Work to do :: Rewrite the listing from the line with "[locate] the man in" up to and including its last line, requests included, adjusting every x and y coordinate in the answers by -110. Leave the sample coordinates inside the requests as they are.

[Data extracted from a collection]

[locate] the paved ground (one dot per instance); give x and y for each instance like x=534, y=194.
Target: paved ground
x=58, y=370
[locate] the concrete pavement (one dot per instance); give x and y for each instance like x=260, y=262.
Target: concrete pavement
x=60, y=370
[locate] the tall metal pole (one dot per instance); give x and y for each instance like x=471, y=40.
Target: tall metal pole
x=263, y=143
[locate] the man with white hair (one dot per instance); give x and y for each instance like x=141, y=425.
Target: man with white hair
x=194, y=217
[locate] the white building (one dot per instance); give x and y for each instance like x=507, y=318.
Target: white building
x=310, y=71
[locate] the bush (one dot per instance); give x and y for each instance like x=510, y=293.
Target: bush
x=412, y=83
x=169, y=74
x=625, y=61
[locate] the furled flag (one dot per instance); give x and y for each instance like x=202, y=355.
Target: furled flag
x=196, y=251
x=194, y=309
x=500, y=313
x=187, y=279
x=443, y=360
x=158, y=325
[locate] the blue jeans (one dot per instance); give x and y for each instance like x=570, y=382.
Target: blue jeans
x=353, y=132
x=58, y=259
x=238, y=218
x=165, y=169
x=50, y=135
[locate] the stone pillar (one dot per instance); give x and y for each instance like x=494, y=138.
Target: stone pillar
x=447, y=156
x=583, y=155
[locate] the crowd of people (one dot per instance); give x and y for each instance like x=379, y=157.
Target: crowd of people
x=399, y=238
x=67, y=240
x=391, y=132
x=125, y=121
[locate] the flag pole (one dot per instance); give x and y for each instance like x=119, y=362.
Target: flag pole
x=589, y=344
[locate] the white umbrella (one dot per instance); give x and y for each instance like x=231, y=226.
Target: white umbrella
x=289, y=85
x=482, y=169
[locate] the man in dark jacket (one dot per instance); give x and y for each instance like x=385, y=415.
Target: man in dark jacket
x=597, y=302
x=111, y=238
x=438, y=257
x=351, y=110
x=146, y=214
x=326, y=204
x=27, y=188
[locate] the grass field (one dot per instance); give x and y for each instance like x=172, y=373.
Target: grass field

Task answer ::
[locate] the man in dark jacket (one dot per instance); give x and y for each instance like x=385, y=415.
Target: man in dark jacket
x=487, y=192
x=1, y=128
x=328, y=147
x=241, y=0
x=36, y=104
x=216, y=94
x=-83, y=78
[locate] the grass field (one dot per instance); give x and y for each instance like x=172, y=373.
Target: grass field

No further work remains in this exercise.